EXERCISE: Starting at the line containing "Put a marker on every instance of the large" and continuing through the end of the entries below, reproduce those lines with "roof beam" replaced by "ceiling beam" and nothing else altered.

DATA:
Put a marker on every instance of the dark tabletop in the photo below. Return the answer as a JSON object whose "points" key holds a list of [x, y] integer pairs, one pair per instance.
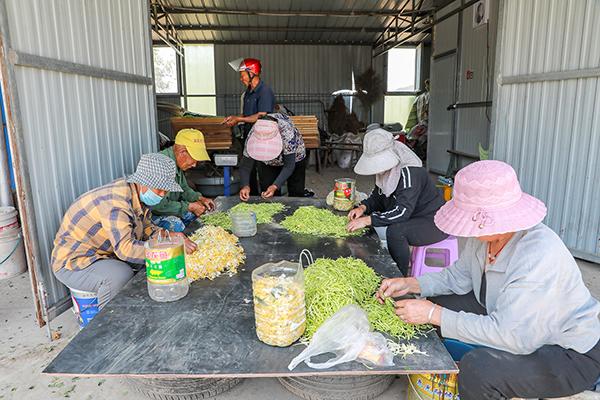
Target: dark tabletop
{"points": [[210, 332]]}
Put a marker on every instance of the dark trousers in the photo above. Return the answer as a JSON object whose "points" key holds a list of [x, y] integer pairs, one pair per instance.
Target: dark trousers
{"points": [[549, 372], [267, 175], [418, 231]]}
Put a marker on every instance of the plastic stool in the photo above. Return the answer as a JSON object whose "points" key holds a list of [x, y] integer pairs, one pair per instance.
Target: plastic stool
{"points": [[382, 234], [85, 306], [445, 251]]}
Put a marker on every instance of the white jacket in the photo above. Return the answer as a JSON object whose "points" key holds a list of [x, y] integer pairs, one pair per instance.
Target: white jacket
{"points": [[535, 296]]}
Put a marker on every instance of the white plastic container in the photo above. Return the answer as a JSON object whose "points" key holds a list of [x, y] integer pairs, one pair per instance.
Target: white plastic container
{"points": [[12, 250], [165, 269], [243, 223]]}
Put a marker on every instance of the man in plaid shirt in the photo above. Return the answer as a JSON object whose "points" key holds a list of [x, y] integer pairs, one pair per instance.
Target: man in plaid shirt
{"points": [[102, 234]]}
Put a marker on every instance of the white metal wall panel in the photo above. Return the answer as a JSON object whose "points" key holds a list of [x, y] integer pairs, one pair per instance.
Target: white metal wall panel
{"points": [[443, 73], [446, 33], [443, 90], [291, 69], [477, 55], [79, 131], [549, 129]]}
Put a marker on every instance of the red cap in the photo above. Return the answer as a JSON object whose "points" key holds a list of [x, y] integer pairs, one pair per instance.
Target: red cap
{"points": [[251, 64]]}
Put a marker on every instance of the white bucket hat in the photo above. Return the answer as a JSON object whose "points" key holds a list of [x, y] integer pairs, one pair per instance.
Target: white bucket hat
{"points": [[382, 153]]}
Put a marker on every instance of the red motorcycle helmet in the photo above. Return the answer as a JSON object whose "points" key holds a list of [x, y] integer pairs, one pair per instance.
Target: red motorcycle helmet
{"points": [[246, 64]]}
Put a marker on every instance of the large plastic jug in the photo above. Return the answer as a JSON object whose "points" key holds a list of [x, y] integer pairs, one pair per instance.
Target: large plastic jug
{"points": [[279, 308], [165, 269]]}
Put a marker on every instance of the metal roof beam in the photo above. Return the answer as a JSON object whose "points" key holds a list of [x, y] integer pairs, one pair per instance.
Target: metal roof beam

EXERCISE RESPONSE:
Put a marker on every instance of the large plastic jug in the photo above. Return the answer as a JSON object whose "points" key holds a list of [x, y] integer pairs, one pair per instance.
Target: large plastic jug
{"points": [[279, 308], [165, 269]]}
Put a marker on every instance of the metal ceiling beam in the photo above. Return the answer as a JSON object whose "points" key holds a list of [x, y] integer pairs, one pair per instance.
Target: metal ceiling beam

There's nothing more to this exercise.